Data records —
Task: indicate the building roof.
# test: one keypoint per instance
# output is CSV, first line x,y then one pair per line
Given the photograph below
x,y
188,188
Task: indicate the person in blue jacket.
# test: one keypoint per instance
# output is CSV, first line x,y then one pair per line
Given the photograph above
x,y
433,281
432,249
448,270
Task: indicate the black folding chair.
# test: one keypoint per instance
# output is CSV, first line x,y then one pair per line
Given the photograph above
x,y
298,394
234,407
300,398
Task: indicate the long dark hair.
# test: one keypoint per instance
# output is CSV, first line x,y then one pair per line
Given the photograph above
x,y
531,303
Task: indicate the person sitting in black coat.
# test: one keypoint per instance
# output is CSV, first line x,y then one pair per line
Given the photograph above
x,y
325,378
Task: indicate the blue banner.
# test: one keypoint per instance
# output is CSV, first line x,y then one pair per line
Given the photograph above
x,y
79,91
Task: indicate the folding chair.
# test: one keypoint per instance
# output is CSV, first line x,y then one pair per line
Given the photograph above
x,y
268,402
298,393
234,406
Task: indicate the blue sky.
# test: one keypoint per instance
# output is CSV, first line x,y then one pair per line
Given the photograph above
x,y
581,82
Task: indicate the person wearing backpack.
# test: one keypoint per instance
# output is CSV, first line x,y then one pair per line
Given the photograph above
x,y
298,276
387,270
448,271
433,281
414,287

TASK DESCRIPTION — Would you copy the data exactly as shown above?

EXERCISE RESPONSE —
Task: indicate the building roof.
# test: one keypoint per instance
# output is CSV, first line x,y then one pair per line
Given the photograph below
x,y
188,188
Task: indicate the person in blue jacket.
# test: one keypoint per instance
# output is CSV, first line x,y then one pair per line
Given the photograph above
x,y
433,281
432,249
448,270
Task: indicate the black folding chair.
# test: one keypoint per instance
# output is CSV, first line x,y then one pair per line
Given the photograph above
x,y
298,394
234,407
300,398
Task: indicate the long dark hair.
# test: one keypoint per instance
# output is CSV, first line x,y then one pair per line
Given the photograph above
x,y
531,303
Task: indicate the person sitting in black coat.
# test: one keypoint per instance
# output is CSV, first line x,y then one pair per line
Given the photograph above
x,y
325,378
Task: indicate the blue banner.
# test: one keypoint per instance
# output is CSV, first line x,y then one pair per line
Given the photograph above
x,y
79,91
Task: indicate the folding chair.
# test: one keypoint per instance
# output is CSV, first line x,y then one pair per line
Given the photograph above
x,y
268,402
298,393
234,406
Task: indicate the blue sky.
# test: one keypoint per instance
# output is CSV, first line x,y then one pair per line
Given the photograph above
x,y
581,82
Task: indicate the person wearing backpack.
# test: one keypoint per instance
# output is CSV, first line x,y then one pair per line
Given the photograph above
x,y
298,276
387,270
448,271
433,281
414,287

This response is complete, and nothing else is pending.